Records pointing to named objects
- - - -
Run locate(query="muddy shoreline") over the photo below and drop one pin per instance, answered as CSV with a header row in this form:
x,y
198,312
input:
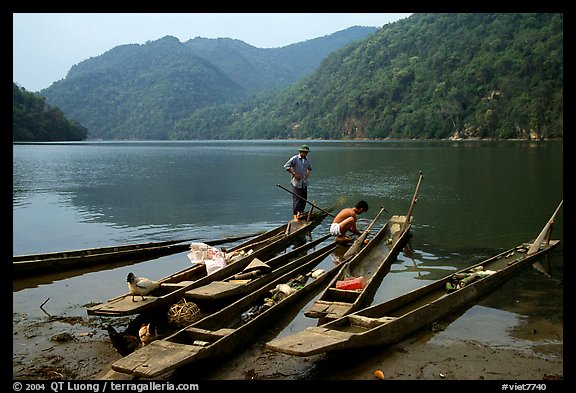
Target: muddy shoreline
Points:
x,y
78,348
- - - -
*WHAT NEEDS TO BE DONE*. Copy the material above line for line, without any changes, and leave the pictures out of your answer.

*SOLUTION*.
Run locate(query="muddy shoreline") over the photo below and drop one pin per instance, answered as CSV with a header row in this form:
x,y
198,312
input:
Target: muddy shoreline
Points:
x,y
78,348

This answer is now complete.